ABOUT THIS TASK: In the review below, repeat word for word the part that opens with the words containing "3) Social reform" and closes with "change to occur.".

Should 'social justice' be the concern of churches devoted to proclaiming the gospel? Keller uses both the Old and New Testaments to demonstrate the importance God places on justice. From the laws in Leviticus, the laments of the psalmists and the speeches of the prophets, to Jesus' teachings and the writings of Paul, the Bible is saturated with the concept of justice. The case is built from Scripture as to why Christians should care about it.
Keller argues we must strike a careful balance. On one hand, churches exist which put too much emphasis on doing good and neglect proclaiming the gospel, whilst others proclaim the gospel but fail to engage in enacting social justice. Evangelism and seeking justice should co-exist in an 'asymmetrical, inseparable relationship' (p139); evangelism will always be the 'most basic and radical possible ministry' (p139), but this does not negate the importance of acting out our faith.
In discussing such a far-reaching concept, Keller inevitably teeters into the political sphere. However, he avoids being partisan, emphasising the reasons Christians should be advocates of justice, and describing how to engage in meaningful conversations about it with those who hold different worldviews. He uses a helpful three step framework to suggest an approach to justice issues, applicable regardless of one's political leanings:
1) Relief — addressing immediate issues (eg food, shelter, legal aid).
2) Development — providing tools to individuals and communities that they might become self-sufficient.
3) Social reform — addressing the conditions and social structures that cause dependency (eg reformation of institutions or laws).
Crucially, Keller argues, these steps must happen simultaneously (as opposed to sequentially) for sustainable change to occur.

Dataset excerpts:
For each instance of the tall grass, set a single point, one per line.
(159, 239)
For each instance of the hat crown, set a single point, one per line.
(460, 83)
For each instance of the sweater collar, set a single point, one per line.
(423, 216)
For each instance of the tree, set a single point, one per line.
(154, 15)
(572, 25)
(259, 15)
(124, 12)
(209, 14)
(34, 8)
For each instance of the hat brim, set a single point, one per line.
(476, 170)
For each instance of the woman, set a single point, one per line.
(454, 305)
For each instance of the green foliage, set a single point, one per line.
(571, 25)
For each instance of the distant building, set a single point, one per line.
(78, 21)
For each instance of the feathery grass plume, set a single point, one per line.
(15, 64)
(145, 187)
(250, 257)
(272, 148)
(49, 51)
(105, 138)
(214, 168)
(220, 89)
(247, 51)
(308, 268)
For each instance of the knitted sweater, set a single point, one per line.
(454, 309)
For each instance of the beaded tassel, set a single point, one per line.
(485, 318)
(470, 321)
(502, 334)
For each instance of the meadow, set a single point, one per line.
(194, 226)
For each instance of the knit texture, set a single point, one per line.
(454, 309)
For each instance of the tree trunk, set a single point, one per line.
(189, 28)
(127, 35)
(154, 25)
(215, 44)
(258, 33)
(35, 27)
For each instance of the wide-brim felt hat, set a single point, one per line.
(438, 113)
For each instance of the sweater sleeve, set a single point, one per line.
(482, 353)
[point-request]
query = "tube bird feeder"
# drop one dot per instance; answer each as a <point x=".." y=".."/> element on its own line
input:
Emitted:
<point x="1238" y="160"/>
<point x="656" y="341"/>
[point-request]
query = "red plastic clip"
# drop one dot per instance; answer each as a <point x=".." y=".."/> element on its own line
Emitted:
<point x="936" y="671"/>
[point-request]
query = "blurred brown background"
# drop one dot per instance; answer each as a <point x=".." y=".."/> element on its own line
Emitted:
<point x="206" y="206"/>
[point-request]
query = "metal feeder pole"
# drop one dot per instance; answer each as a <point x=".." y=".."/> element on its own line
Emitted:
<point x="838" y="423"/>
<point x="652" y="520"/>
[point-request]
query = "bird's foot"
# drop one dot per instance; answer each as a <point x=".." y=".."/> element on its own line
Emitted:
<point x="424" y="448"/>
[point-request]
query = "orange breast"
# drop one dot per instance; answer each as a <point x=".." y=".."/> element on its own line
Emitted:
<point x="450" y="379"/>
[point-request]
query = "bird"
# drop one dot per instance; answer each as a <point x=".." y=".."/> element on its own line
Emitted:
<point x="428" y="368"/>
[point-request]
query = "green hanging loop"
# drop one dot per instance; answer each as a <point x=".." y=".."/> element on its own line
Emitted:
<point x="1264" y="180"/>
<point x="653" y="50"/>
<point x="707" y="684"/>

SOLUTION TO THE EXERCISE:
3) Social reform — addressing the conditions and social structures that cause dependency (eg reformation of institutions or laws).
Crucially, Keller argues, these steps must happen simultaneously (as opposed to sequentially) for sustainable change to occur.